---------- Data shown
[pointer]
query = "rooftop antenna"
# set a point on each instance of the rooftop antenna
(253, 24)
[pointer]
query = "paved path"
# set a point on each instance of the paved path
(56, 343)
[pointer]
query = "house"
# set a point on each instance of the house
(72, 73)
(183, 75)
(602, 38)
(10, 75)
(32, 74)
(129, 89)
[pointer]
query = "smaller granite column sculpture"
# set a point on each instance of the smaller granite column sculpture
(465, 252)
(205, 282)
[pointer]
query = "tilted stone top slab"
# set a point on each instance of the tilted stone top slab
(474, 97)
--------------------
**Exercise instructions**
How many lines in the records contain the word "query"? Answer with the number alone.

**The completed task**
5